▶ **Aim A**
Render every one of the records below as a two-column CSV with the header row input,output. Give each record one row, with its text in input and its answer in output, each as a single quoted field with line breaks replaced by spaces.

▶ **Article**
┌──
For Michael Komape’s family, justice at last

For Michael Komape’s family, justice at last

The Supreme Court of Appeal awarded the family of the five-year-old almost R1.5 million for the “appalling and undignified death” Komape suffered by drowning in a pit latrine at school.

By Tania Broughton

The family of five-year-old Michael Komape has been awarded R1.4 million in damages for “psychiatric injuries” they suffered as a result of his “appalling and undignified death” when he drowned in a pit latrine at his Limpopo school on his second day in grade R.

The Supreme Court of Appeal (SCA) also awarded the family R18 000 for future counselling as they struggle to come to terms with the death of the little boy who passed away in January 2014. However, the court stopped short of extending the common law of delict to include damages claims for “grief”, saying this matter did not warrant it.

Nor did the court award punitive “Constitutional damages” to the family, the judges saying “the public purse could be far better utilised for the benefit of many than in paying a handful of persons a substantial sum when they had already been compensated”.

Represented by Section 27, the claim by Rosina and Maloti Komape and their surviving children first came before the Limpopo High Court. In Claim A, they sought R940 000 for general damages and in Claim B, they sought R2 million for “grief” – a claim not recognised in law in South Africa. In April 2018, Judge Gerrit Muller found against them.
└──
▶ **Aim B**
Write the next part of the article about the Komape family's damages claim, picking up right after its final sentence.

▶ **Entries shown**
┌──
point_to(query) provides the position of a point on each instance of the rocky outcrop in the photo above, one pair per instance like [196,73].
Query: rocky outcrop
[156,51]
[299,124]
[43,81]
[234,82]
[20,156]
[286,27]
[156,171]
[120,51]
└──
▶ **Result A**
input,output
"point_to(query) provides the position of a point on each instance of the rocky outcrop in the photo above, one pair per instance like [196,73]. Query: rocky outcrop","[156,51] [299,124] [43,81] [234,82] [20,156] [286,27] [156,171] [120,51]"

▶ **Result B**
While he ruled that the government had breached its constitutional obligations to learners in Limpopo by not providing safe sanitation – and issued a structural interdict to ensure this was remedied – he said the family had not proved their general damages claim for emotional trauma and the law did not provide a remedy for grief.

Calls for reforming the law 

When the matter was argued on appeal before the SCA, lawyers for Section 27 and Equal Education, which joined the proceedings as an amicus curiae (friend of the court), urged the court to develop the law.

“If Michael had been a breadwinner or brought some material gain to his family, they would have received some recognition for his loss. Because he was a five-year-old boy at the start of his school career, his life, in terms of our law of delict, has no value,” lawyers for Section 27 said.

“What is the appropriate remedy for a bereaved family who have lost their son and sibling in deplorable circumstances through the negligence of government officials while he was at school?”

Equal Education was also emphatic on the matter.

“Dying by drowning in the waste of others is an unthinkable horror. The court must fashion a remedy that recognises when a child dies as a result of gross breaches of fundamental constitutional duties.

“The existing law does not concern itself with the consequences of the trauma of losing a child, on the family as a collective, and what has been taken from it. It does not concern itself with the deceased rights.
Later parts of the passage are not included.